Angst, confusion over Makinde’s policy on conversion of recreational spots to estates

The recent moves by the Governor Seyi Makinde-led government in Oyo State to convert certain fun spots and other green areas in Ibadan land to highbrow housing estates have been causing furor, STEPHEN GBADAMOSI writes.
Housing deficit is one of the major problems facing Nigeria as a country. Ibadan, the Oyo State capital, as a component of the federation, is not an exception. If this is a main problem that any government wants to face head-on, shouldn’t there be a widespread consultation with relevant stakeholders before actions are taken? This is a question that many residents of the Oyo State capital have been asking lately.
Recently, there was a report that Governori Makinde approved the award of the Yekinni Adeojo Government Residential Area (GRA) to one Messers Allianz West Africa (Nigeria) Limited under a Public-Private Partnership (PPP) scheme. The new sparked reactions and condemnation, immediately it became public knowledge.
Recall that about a year ago, the state government had also acquired the popular Trans Amusement Park close to University of Ibadan for another housing estate project. Even though public outcry greeted this development too, it appears different from what was heard about the Lagos – Ibadan expressway land acquisition in which Allianz West Africa is involved.

DATA LINES:
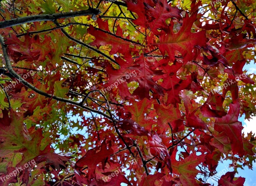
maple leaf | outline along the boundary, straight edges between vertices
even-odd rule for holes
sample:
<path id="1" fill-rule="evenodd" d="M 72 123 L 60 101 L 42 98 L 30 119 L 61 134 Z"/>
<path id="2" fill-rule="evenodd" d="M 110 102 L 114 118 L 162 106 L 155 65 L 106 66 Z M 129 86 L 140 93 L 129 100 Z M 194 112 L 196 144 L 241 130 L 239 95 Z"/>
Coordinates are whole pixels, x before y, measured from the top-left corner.
<path id="1" fill-rule="evenodd" d="M 129 46 L 132 43 L 120 39 L 120 38 L 124 38 L 122 31 L 120 26 L 117 26 L 116 34 L 118 37 L 117 37 L 109 34 L 109 33 L 111 33 L 108 29 L 108 24 L 107 20 L 104 22 L 101 19 L 99 18 L 97 20 L 97 23 L 99 28 L 101 29 L 101 30 L 97 29 L 91 25 L 90 25 L 90 27 L 87 29 L 88 33 L 94 36 L 95 38 L 94 41 L 90 43 L 90 45 L 96 46 L 98 49 L 100 46 L 110 45 L 112 46 L 112 48 L 109 52 L 109 54 L 111 55 L 118 52 L 124 53 L 128 50 Z M 129 39 L 129 36 L 127 36 L 126 39 Z"/>
<path id="2" fill-rule="evenodd" d="M 156 181 L 162 177 L 165 174 L 158 172 L 154 175 L 149 175 L 147 176 L 144 176 L 141 180 L 140 186 L 156 186 L 155 183 Z"/>
<path id="3" fill-rule="evenodd" d="M 165 33 L 162 31 L 159 37 L 159 49 L 163 56 L 166 51 L 171 60 L 173 61 L 175 51 L 177 50 L 182 55 L 183 62 L 186 63 L 193 59 L 192 50 L 194 46 L 206 45 L 207 40 L 205 31 L 194 33 L 191 32 L 192 26 L 196 19 L 196 14 L 193 14 L 189 17 L 186 13 L 182 26 L 176 33 L 173 31 L 174 23 L 171 21 L 168 32 Z"/>
<path id="4" fill-rule="evenodd" d="M 228 172 L 225 175 L 222 175 L 219 180 L 218 185 L 221 186 L 243 186 L 245 178 L 239 177 L 235 181 L 234 180 L 236 172 Z"/>
<path id="5" fill-rule="evenodd" d="M 20 164 L 24 164 L 40 154 L 40 145 L 44 138 L 42 130 L 35 130 L 34 127 L 30 128 L 29 131 L 31 132 L 29 134 L 23 129 L 22 117 L 12 110 L 10 113 L 9 119 L 0 118 L 0 156 L 10 153 L 22 153 L 24 158 Z M 3 114 L 4 118 L 9 118 L 8 111 L 4 110 Z"/>
<path id="6" fill-rule="evenodd" d="M 230 140 L 231 148 L 234 154 L 238 153 L 242 157 L 244 153 L 242 137 L 242 123 L 238 121 L 240 105 L 238 100 L 233 101 L 229 105 L 229 110 L 226 116 L 217 118 L 214 125 L 214 129 L 224 132 Z"/>
<path id="7" fill-rule="evenodd" d="M 5 44 L 8 45 L 8 53 L 16 62 L 26 60 L 32 62 L 38 60 L 40 55 L 40 51 L 37 49 L 32 51 L 31 45 L 39 39 L 38 36 L 31 38 L 28 34 L 25 35 L 24 42 L 22 42 L 15 36 L 7 39 Z"/>
<path id="8" fill-rule="evenodd" d="M 105 139 L 101 146 L 89 150 L 84 156 L 77 161 L 75 165 L 75 169 L 78 172 L 82 174 L 82 169 L 87 165 L 88 173 L 86 177 L 88 182 L 90 183 L 93 178 L 96 178 L 95 169 L 97 165 L 101 162 L 102 167 L 104 167 L 106 161 L 113 153 L 114 151 L 111 148 L 107 148 Z"/>
<path id="9" fill-rule="evenodd" d="M 210 144 L 217 148 L 223 153 L 227 154 L 231 150 L 230 140 L 223 132 L 214 136 L 211 139 Z"/>
<path id="10" fill-rule="evenodd" d="M 50 146 L 47 147 L 44 151 L 40 152 L 40 155 L 37 157 L 36 162 L 39 163 L 43 161 L 46 161 L 47 163 L 53 164 L 57 170 L 60 170 L 60 165 L 65 168 L 66 166 L 64 162 L 68 161 L 69 160 L 73 157 L 65 154 L 60 155 L 51 152 L 51 151 L 52 151 L 52 150 Z"/>
<path id="11" fill-rule="evenodd" d="M 181 183 L 184 185 L 199 185 L 195 179 L 199 172 L 196 167 L 204 161 L 205 154 L 197 156 L 194 153 L 183 160 L 177 161 L 176 159 L 177 151 L 177 148 L 174 148 L 171 155 L 172 173 L 180 175 Z"/>
<path id="12" fill-rule="evenodd" d="M 163 106 L 155 104 L 154 108 L 158 115 L 157 124 L 161 126 L 162 131 L 165 131 L 169 127 L 168 123 L 170 123 L 173 133 L 184 130 L 184 117 L 181 117 L 178 105 L 175 107 L 170 104 L 169 108 L 165 108 Z"/>
<path id="13" fill-rule="evenodd" d="M 132 104 L 130 106 L 125 106 L 124 109 L 131 112 L 132 119 L 139 124 L 140 126 L 144 127 L 145 129 L 150 130 L 152 128 L 152 125 L 155 123 L 152 122 L 152 117 L 148 115 L 150 113 L 149 109 L 151 107 L 152 104 L 154 101 L 149 101 L 144 98 L 140 102 L 132 100 L 130 102 Z M 145 114 L 147 114 L 147 119 L 145 118 Z"/>
<path id="14" fill-rule="evenodd" d="M 154 69 L 153 64 L 143 56 L 136 59 L 134 64 L 130 69 L 135 70 L 137 75 L 127 80 L 127 82 L 138 82 L 139 86 L 133 91 L 132 95 L 138 96 L 140 99 L 145 97 L 149 99 L 149 90 L 154 88 L 157 90 L 159 95 L 163 95 L 162 88 L 152 78 L 153 76 L 159 76 L 162 74 L 161 71 Z"/>
<path id="15" fill-rule="evenodd" d="M 132 185 L 132 184 L 126 179 L 124 175 L 119 174 L 117 176 L 112 177 L 110 181 L 104 184 L 106 186 L 119 186 L 121 185 L 121 183 L 124 183 L 127 184 L 128 185 Z"/>
<path id="16" fill-rule="evenodd" d="M 182 10 L 177 7 L 170 6 L 166 1 L 154 1 L 155 4 L 153 7 L 146 3 L 144 3 L 146 12 L 147 21 L 149 23 L 150 31 L 154 34 L 160 34 L 158 30 L 167 29 L 166 20 L 171 18 L 181 19 L 180 14 Z"/>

TASK SET:
1. Answer these questions using the article about converting Ibadan's recreational spots to estates:
(a) What is named as one of the major problems facing Nigeria?
(b) Under what kind of scheme was the Yekinni Adeojo Government Residential Area awarded?
(c) Which park did the state government acquire about a year ago, and what is it close to?
2. Reproduce word for word the passage of the article about converting Ibadan's recreational spots to estates that runs from "Angst, confusion over" up to and including "been asking lately.".

THE SOLUTIONS:
1.
(a) Housing deficit.
(b) A Public-Private Partnership (PPP) scheme.
(c) The Trans Amusement Park, close to University of Ibadan.

2.
Angst, confusion over Makinde’s policy on conversion of recreational spots to estates

The recent moves by the Governor Seyi Makinde-led government in Oyo State to convert certain fun spots and other green areas in Ibadan land to highbrow housing estates have been causing furor, STEPHEN GBADAMOSI writes.
Housing deficit is one of the major problems facing Nigeria as a country. Ibadan, the Oyo State capital, as a component of the federation, is not an exception. If this is a main problem that any government wants to face head-on, shouldn’t there be a widespread consultation with relevant stakeholders before actions are taken? This is a question that many residents of the Oyo State capital have been asking lately.